Your objective >> Return only the line containing "If you could mark the brick wall" and each line after it, exactly as written, through the end of the records.

Supplied entries >>
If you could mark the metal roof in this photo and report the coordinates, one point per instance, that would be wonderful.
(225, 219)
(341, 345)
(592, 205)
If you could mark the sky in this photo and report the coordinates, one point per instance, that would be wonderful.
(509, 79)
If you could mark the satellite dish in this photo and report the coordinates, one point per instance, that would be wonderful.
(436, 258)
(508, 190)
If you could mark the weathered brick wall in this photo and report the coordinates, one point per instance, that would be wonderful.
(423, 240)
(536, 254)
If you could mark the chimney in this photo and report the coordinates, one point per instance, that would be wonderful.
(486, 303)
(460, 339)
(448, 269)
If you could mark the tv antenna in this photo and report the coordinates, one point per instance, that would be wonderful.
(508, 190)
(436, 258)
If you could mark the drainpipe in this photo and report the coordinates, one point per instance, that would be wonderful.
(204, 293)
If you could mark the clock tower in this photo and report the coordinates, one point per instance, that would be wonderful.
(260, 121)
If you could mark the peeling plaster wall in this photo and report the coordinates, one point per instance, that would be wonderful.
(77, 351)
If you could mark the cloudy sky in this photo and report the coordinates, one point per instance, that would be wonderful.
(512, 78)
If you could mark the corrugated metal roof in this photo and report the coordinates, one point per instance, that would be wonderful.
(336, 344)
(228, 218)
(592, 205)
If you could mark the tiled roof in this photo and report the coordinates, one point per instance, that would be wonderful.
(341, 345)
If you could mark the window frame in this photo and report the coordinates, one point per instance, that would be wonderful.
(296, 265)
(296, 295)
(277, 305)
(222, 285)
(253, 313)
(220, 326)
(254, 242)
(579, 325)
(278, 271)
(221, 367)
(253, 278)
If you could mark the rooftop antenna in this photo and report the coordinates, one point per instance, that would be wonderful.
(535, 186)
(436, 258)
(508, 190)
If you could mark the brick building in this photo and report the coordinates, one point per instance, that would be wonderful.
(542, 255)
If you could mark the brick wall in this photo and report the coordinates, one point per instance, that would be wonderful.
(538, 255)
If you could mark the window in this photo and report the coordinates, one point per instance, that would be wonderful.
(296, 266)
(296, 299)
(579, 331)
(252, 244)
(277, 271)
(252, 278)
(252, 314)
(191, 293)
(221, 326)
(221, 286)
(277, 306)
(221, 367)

Result >>
If you could mark the brick wall in this photo and report the coordinates, one point per instance, that would be wonderful.
(538, 255)
If you could mark the window in this photo and report the coordinates, one point per instance, that would be wonderful.
(296, 266)
(296, 299)
(579, 331)
(252, 244)
(277, 271)
(252, 278)
(252, 314)
(191, 293)
(221, 326)
(221, 286)
(277, 306)
(221, 367)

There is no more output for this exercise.